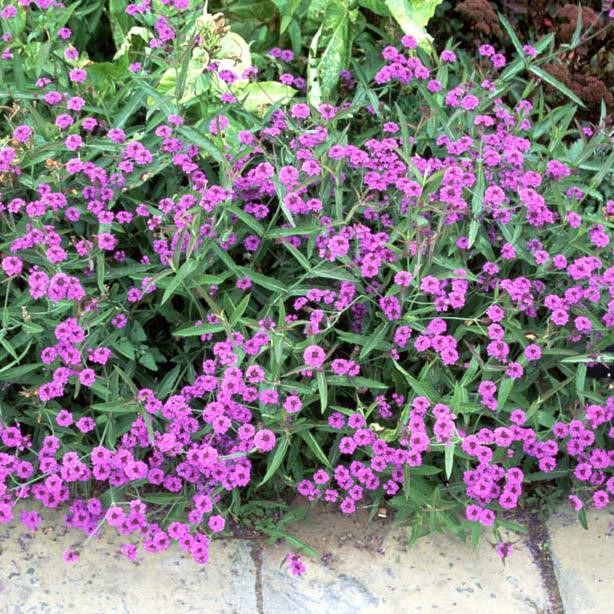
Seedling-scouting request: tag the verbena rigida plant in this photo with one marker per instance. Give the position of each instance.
(218, 290)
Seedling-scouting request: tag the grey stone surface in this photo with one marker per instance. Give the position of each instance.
(583, 561)
(34, 578)
(364, 567)
(368, 569)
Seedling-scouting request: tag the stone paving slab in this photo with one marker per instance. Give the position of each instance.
(35, 580)
(369, 569)
(583, 561)
(365, 568)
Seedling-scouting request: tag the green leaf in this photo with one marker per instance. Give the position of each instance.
(198, 329)
(412, 16)
(322, 390)
(449, 459)
(374, 340)
(556, 84)
(275, 460)
(314, 91)
(184, 270)
(336, 34)
(269, 283)
(356, 382)
(314, 446)
(420, 388)
(239, 310)
(258, 95)
(118, 406)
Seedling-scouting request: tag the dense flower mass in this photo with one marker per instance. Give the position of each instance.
(392, 299)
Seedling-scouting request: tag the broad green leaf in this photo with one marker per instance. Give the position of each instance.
(184, 271)
(337, 40)
(314, 446)
(275, 460)
(322, 390)
(412, 16)
(556, 84)
(198, 329)
(258, 95)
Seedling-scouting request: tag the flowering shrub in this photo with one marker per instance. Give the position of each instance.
(390, 301)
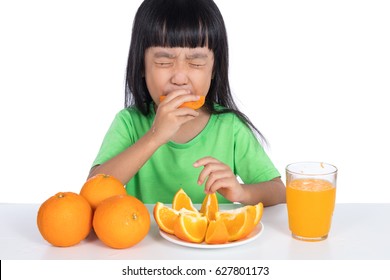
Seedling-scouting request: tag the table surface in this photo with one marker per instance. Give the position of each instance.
(359, 231)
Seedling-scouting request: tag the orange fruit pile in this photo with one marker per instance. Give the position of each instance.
(209, 224)
(121, 221)
(118, 219)
(192, 104)
(99, 187)
(64, 219)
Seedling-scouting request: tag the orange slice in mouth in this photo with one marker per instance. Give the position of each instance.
(192, 104)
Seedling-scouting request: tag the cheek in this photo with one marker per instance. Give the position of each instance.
(154, 83)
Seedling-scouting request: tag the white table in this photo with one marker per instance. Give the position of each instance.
(359, 231)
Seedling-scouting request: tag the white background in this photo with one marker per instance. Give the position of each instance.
(314, 76)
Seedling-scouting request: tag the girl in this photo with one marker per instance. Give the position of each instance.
(179, 50)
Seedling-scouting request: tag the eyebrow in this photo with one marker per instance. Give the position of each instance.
(196, 55)
(163, 54)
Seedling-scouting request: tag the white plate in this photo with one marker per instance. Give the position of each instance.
(255, 233)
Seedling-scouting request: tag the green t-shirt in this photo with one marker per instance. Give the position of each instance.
(225, 138)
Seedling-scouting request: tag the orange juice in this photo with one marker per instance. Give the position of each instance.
(310, 204)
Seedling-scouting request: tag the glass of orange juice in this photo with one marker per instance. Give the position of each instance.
(310, 195)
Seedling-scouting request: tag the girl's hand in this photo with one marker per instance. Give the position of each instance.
(169, 117)
(220, 178)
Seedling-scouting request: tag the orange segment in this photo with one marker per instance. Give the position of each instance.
(210, 206)
(182, 200)
(190, 227)
(165, 217)
(239, 222)
(217, 232)
(192, 104)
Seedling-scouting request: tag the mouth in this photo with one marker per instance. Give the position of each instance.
(195, 105)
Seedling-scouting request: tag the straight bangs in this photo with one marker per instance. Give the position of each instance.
(185, 26)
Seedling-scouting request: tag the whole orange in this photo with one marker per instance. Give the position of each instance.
(121, 221)
(65, 219)
(99, 187)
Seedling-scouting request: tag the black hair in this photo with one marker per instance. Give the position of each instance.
(181, 23)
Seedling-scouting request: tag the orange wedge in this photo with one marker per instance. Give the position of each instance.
(182, 200)
(210, 206)
(192, 104)
(239, 222)
(217, 232)
(165, 217)
(190, 227)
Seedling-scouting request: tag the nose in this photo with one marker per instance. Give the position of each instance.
(179, 77)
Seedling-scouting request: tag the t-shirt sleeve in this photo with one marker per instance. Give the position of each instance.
(252, 163)
(117, 138)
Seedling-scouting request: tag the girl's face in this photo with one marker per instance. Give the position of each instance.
(171, 69)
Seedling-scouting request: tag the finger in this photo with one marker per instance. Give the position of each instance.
(177, 98)
(215, 179)
(208, 170)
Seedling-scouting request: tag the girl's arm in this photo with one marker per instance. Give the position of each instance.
(126, 164)
(166, 124)
(219, 177)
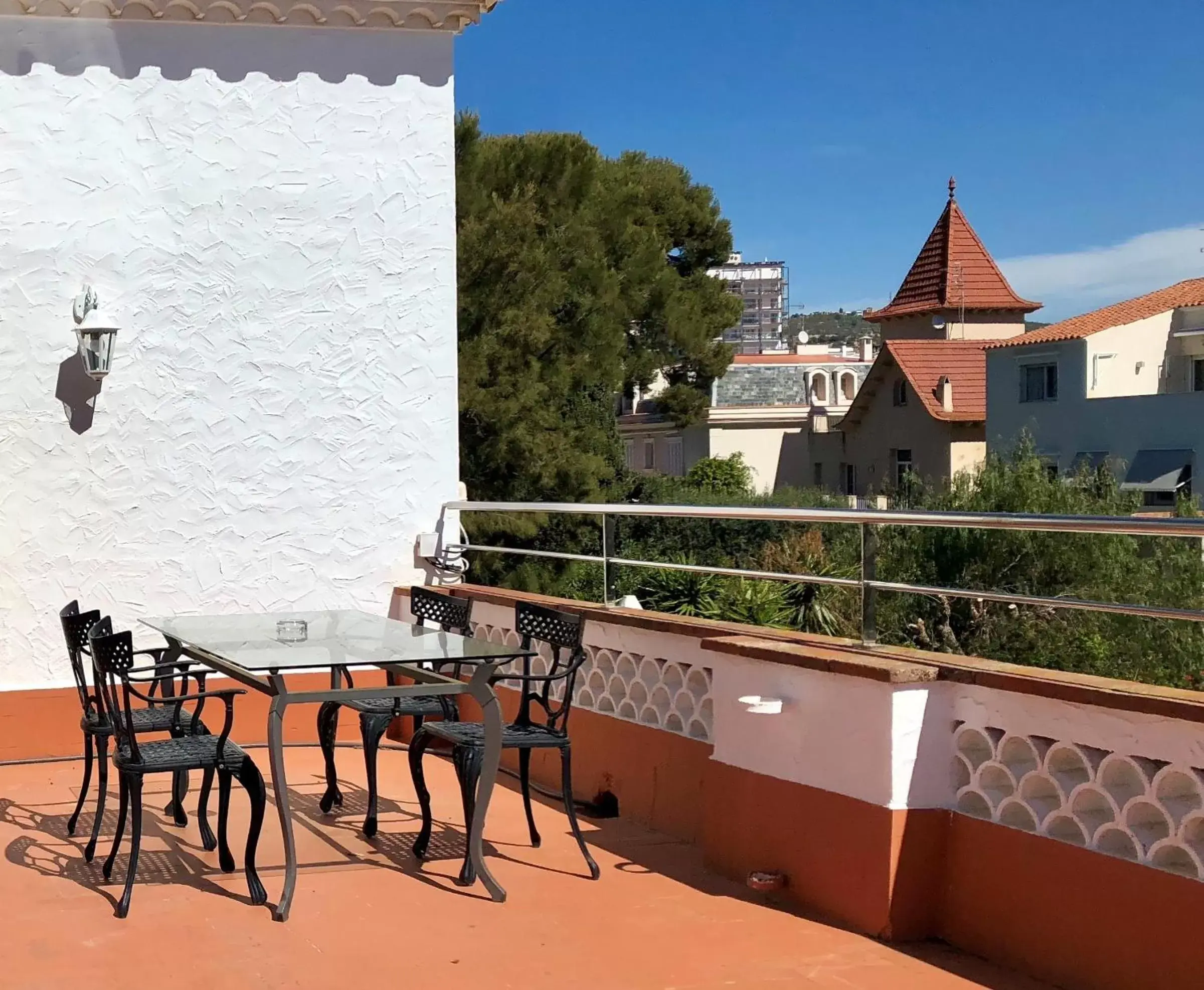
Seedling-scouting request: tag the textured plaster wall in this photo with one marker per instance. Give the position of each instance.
(270, 215)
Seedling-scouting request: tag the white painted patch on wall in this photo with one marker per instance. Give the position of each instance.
(270, 214)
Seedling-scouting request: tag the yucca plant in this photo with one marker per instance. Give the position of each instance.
(683, 593)
(755, 602)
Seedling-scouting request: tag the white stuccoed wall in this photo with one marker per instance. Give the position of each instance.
(269, 212)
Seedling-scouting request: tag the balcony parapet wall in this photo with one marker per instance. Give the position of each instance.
(1112, 766)
(1048, 820)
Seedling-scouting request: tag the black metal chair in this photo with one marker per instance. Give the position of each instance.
(95, 723)
(451, 614)
(536, 624)
(113, 656)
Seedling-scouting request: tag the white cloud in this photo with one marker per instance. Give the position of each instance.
(1080, 281)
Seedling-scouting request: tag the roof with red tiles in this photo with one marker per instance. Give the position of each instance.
(953, 270)
(924, 363)
(1187, 293)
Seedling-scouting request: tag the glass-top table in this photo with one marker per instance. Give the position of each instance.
(259, 649)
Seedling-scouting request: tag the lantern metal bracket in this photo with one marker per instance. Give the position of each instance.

========

What you will do =
From the first line to the last, return the material above exactly, apart from the pictures.

Answer box =
Seedling-scouting request: tag the verbena rigida plant in this photo with one marker per instance. Give the position of each instance.
(218, 290)
Seedling-scouting request: tag the grey stone surface in this photo with one marker per instance. Give the position of each instance.
(583, 561)
(34, 578)
(364, 567)
(368, 569)
Seedling-scouting request: tag the stone paving slab in this photo with one marker per instance. Give the position of each instance.
(35, 580)
(369, 569)
(583, 561)
(365, 568)
Seedling-scouting request: tag the green leaf in this photo with one marker per instance. Give the position of each instance.
(198, 329)
(412, 16)
(322, 390)
(449, 459)
(374, 340)
(556, 84)
(275, 460)
(314, 91)
(184, 270)
(336, 34)
(269, 283)
(356, 382)
(314, 446)
(420, 388)
(239, 310)
(258, 95)
(118, 406)
Seedling-scouting request: tag the dense flower mass in this photo with one marker per instance. Give the position of each instance.
(392, 299)
Seedling-scouting request: tag the broad green leaf in this photo with one marker per instance. Give the position of each instance.
(184, 271)
(337, 40)
(314, 446)
(275, 460)
(322, 390)
(412, 16)
(556, 84)
(198, 329)
(258, 95)
Seedling-scouting request: tag the flowering shrub in this photo with one marker per instance. Give the position of each instance.
(390, 301)
Seedling-scouting request: tag the table surface in this photo with one marker per instance. Give the position of each instance.
(359, 231)
Seedling-scouting request: tag the orange fruit pile in this photo with one marker per instance. Give the position of each instance.
(209, 224)
(121, 221)
(118, 219)
(192, 104)
(99, 187)
(64, 219)
Seedling-scouting request: tag the orange slice in mouth in this photo with one marker per instance. Give the position of each instance.
(192, 104)
Seedling-scouting request: tag the cheek in this photo with one marker per instance. Give the position of each instance.
(154, 83)
Seedling-scouting request: tag the white table in this photo with one marker per instance. Give the position of each instance.
(359, 231)
Seedling-scouting request: tag the white background in this photo with one marker per instance. Give the position of each instance.
(314, 76)
Seedling-scouting request: tag the girl in this photo with one marker per instance. Give the position of each instance.
(179, 50)
Seedling-scouting request: tag the eyebrow in this photo with one marker per instance. Give the position of each instance.
(196, 55)
(163, 54)
Seedling-scouting request: tag the white plate in this photo with one marker per instance. Give the position of each instance.
(255, 233)
Seedling-scouting request: tag the green t-shirt in this photo with one marker per instance. Give the position of each instance.
(225, 138)
Seedling-scouting request: tag the orange juice in this photo with one marker per instance. Give the position of each instance.
(310, 204)
Seedling-scouting request: tag the glass of orange juice in this photo with one marker per instance. Give the position of each instance.
(310, 195)
Seedling-scouting request: tag the girl's hand in this photo with one marker per instance. Give the position of each instance.
(169, 117)
(220, 178)
Seedling-scouting request: tag the orange segment in this photo with one marker per instance. Give the position of each instance.
(210, 206)
(182, 200)
(190, 227)
(165, 217)
(239, 222)
(217, 232)
(192, 104)
Seedling-scouting request: tag the mouth in this photo with one marker per instance. Give the position of each instance.
(195, 105)
Seedling-scouting request: tag the straight bangs in this photo with one marker per instance. Give the position of each instance.
(185, 26)
Seedling-scouting request: tag the whole orange in this photo with one marker per instance. Give the position of each instance.
(121, 221)
(65, 219)
(99, 187)
Seedling-scouting request: tag the black hair in this photo with one marker per instance. Give the position of each instance.
(181, 23)
Seedling-scouting request: tag the orange wedge in this photo with one marker per instance. Give the position of each instance.
(182, 200)
(210, 206)
(192, 104)
(239, 222)
(217, 232)
(165, 217)
(190, 227)
Seedling-scouting request: tag the nose in this photo with one marker per instance. Give the position of each instance.
(179, 77)
Seedling-scouting request: tag the t-shirt sleeve in this photo with one marker per instance. Give the position of each instance.
(252, 163)
(117, 138)
Seedling-scouting request: tag the girl's face in this photo with one marker per instance. Give the position of each instance.
(171, 69)
Seedling-scouting request: tag the finger in this photo with one marker per instance. Give the position of each instance.
(177, 98)
(215, 179)
(208, 170)
Seedling-scouting request: tag the girl's arm in this photo with one marker per instance. Give the position of each instance.
(126, 164)
(166, 124)
(219, 177)
Seedling-scouting request: tag the textured plaster wall in this photo with one marker per instance. Give the position of each instance.
(270, 215)
Seedling-scouting request: tag the white painted patch on wall in this photo with one marker per instance. Give the position of each instance.
(270, 214)
Seedling-scouting request: tag the yucca plant in this photo with one marker per instance. Give the position of each instance.
(683, 593)
(755, 602)
Seedling-scouting request: tag the white stuccoed wall in this photo with one marker per instance. Give the position of each instance.
(269, 212)
Seedling-scouting request: tag the balcony parapet wall in this photo with one marker per instance. Give the position of each instance.
(1112, 766)
(1048, 820)
Seedling-scouting request: tag the black metal chair in this photo with one marker per instance. Give the position of each instance.
(95, 723)
(451, 614)
(536, 624)
(113, 656)
Seedling-scouting request: tag the white cloud in this photo with one marker per instance. Give the position of each instance.
(1080, 281)
Seedling-scouting request: tag the roof with red tiles in this photo with one marker per instance. Give the position of each instance.
(953, 270)
(924, 363)
(1187, 293)
Seedling-scouting request: tag the glass-top table in this photo with one marker per instance. Give the position of each instance.
(259, 649)
Seedling-scouting request: tag the lantern metal bracket in this photo with one marker per instance. Give the position of each instance.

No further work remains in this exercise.